* Selected extract:
--- start ---

- Title screen capture
- Created by: Neil Munro
- Starring: Gregor Fisher Rikki Fulton Carolyn Pickles Sean Scanlan Andrew Fairlie Paul Young
- Music by: Phil Cunningham
- Country of origin: Scotland
- Original language: English
- No. of series: 2
- No. of episodes: 9

Original release
- Network: BBC1
- Release: 31 July 1994 – 21 August 1995

= The Tales of Para Handy =

Scottish television series, 1994–1995

The Tales of Para Handy is a Scottish television series set in the western isles of Scotland in the 1930s, based on the Para Handy books by Neil Munro. It starred Gregor Fisher as Captain Peter "Para Handy" MacFarlane, Sean Scanlan as first mate Dougie Cameron, Rikki Fulton as engineer Dan Macphail and Andrew Fairlie as Sunny Jim. These four made up the crew of the puffer Vital Spark which was employed by the Campbell Shipping Company, headquartered in Glasgow and run by Andrew Campbell (Paul Young), Para Handy's brother-in-law and owner of the Vital Spark.

--- end ---

* Supplied information:
--- start ---

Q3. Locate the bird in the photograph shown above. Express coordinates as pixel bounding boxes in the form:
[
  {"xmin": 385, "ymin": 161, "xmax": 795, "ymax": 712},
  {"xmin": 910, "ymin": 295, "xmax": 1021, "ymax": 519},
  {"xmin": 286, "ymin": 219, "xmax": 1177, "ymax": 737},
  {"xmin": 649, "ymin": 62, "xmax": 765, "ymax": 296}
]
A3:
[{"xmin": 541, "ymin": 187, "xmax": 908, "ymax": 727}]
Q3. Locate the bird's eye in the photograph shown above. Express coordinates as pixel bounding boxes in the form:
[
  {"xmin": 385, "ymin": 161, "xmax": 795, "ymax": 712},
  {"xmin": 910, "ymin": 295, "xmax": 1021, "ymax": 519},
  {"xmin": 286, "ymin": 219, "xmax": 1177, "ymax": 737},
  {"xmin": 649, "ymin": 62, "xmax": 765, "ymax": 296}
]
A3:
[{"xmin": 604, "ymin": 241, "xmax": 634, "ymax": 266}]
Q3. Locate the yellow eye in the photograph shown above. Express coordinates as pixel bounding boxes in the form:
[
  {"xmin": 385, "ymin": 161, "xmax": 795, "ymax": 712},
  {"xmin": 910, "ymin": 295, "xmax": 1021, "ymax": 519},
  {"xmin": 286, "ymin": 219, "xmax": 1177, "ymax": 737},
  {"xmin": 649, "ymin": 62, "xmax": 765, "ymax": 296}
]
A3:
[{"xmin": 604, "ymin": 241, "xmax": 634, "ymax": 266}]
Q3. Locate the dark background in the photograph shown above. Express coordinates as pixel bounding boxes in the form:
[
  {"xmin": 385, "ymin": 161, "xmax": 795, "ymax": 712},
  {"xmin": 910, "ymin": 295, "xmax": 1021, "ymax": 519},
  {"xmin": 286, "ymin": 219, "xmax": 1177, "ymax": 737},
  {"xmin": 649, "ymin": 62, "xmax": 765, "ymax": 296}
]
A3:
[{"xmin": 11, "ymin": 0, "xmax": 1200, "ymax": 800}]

--- end ---

* To be done:
A – In the Para Handy series text, who played engineer Dan Macphail?
B – Please carry on the Para Handy series text, picking up after its final sentence.

* Results for the exercise:
A – Rikki Fulton

B –
The series followed the Vital Sparks adventures around the coastal waters of west Scotland and the various schemes that Para Handy would get himself and his crew involved in. These involved transporting a bull aboard the Vital Spark, trying to marry Sunny Jim off, avoiding the sale of the Vital Spark by Campbell and being held hostage at gunpoint by religious extremist Donald MacDonald (Iain McColl).

Most of the guest stars in the series were well known faces in Scottish comedy and had starred in the sitcom Rab C. Nesbitt, which also stars Gregor Fisher in the title role. An episode of the second series, "Para Handy's Piper", guest starred future Doctor Who actor David Tennant in one of his early acting roles.

The music for the series, including the theme, was written and composed by Scottish folk musician Phil Cunningham. The theme tune is a composition entitled "Manus Lunny's Terracotta Plower Pop".

It ran from 31 July 1994 to 21 August 1995 on BBC1 for a total of nine episodes.

The ship featured in the series is being restored at Crinan Boatyard on the Argyll coast and has reverted to her original name, Auld Reekie.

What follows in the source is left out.